■ **Consegna**: Quali righe dei record contengono la parola "then"? Riportale tutte per intero, distinguendo tra maiuscole e minuscole.

■ **Record forniti**:
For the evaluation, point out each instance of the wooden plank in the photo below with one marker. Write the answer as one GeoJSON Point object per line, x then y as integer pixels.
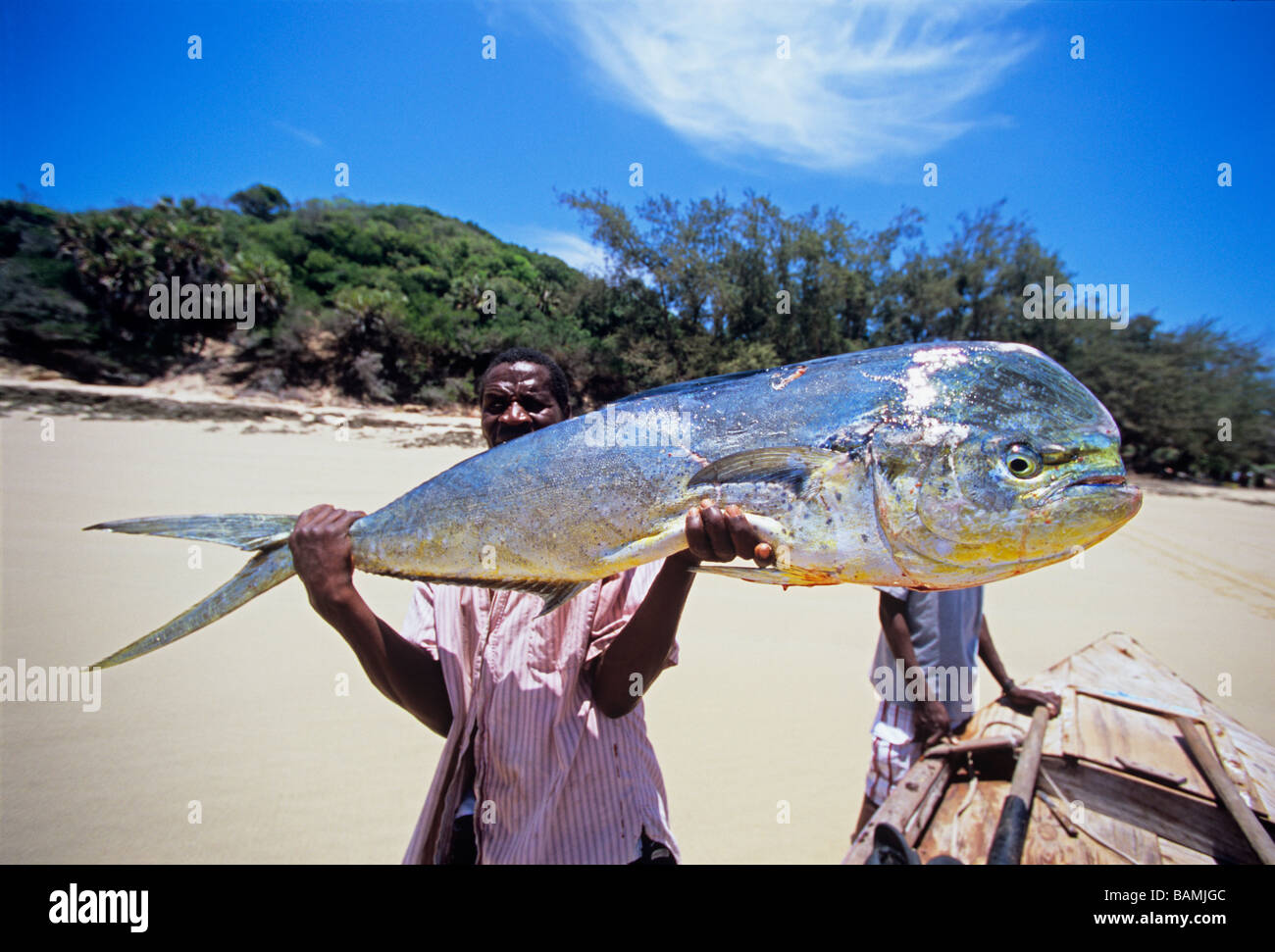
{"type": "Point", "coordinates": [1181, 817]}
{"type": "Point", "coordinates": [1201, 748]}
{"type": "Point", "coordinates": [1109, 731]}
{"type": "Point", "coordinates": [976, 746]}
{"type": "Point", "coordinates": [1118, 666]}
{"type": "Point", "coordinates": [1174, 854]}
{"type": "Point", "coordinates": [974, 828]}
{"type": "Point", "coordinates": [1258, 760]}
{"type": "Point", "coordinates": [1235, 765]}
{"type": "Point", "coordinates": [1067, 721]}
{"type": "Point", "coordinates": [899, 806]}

--

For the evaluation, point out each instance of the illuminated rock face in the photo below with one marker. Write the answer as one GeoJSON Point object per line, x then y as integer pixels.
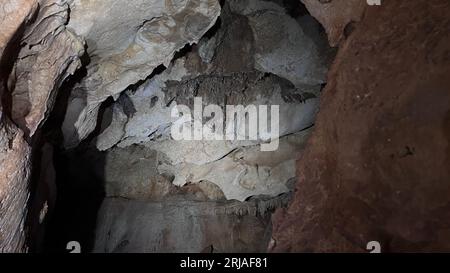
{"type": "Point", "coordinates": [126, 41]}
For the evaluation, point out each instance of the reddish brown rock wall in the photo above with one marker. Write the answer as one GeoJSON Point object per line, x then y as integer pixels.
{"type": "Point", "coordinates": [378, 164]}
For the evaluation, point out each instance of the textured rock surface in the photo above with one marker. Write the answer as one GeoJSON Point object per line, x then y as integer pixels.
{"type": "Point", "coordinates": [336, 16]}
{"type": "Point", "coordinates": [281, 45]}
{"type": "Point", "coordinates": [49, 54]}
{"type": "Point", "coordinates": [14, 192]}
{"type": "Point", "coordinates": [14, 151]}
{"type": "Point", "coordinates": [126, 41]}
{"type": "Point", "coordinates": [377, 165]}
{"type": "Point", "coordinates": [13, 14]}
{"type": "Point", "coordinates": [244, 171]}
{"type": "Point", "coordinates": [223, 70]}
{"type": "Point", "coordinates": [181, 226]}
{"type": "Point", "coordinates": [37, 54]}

■ **Soluzione**:
For the evaluation, point out each instance of the wooden plank in the photo below with one marker. Write the answer as one GeoJSON Point object per line, x then y as integer pixels.
For the evaluation, point out each instance of the illuminated rock face in the photo below with one marker. Write the answer as one GeoJSON Point object per line, x then y as integer pixels.
For the evaluation, point out each instance of the reddish brown rock wall in the photo above with one marker. Write the answer as one GeoJSON Point object per line, x then y as integer pixels.
For the evaluation, point out each instance of the textured rock surface in the photo above with one marker. Write the answer as one GeoJSON Point object per line, x then y as integer pixels.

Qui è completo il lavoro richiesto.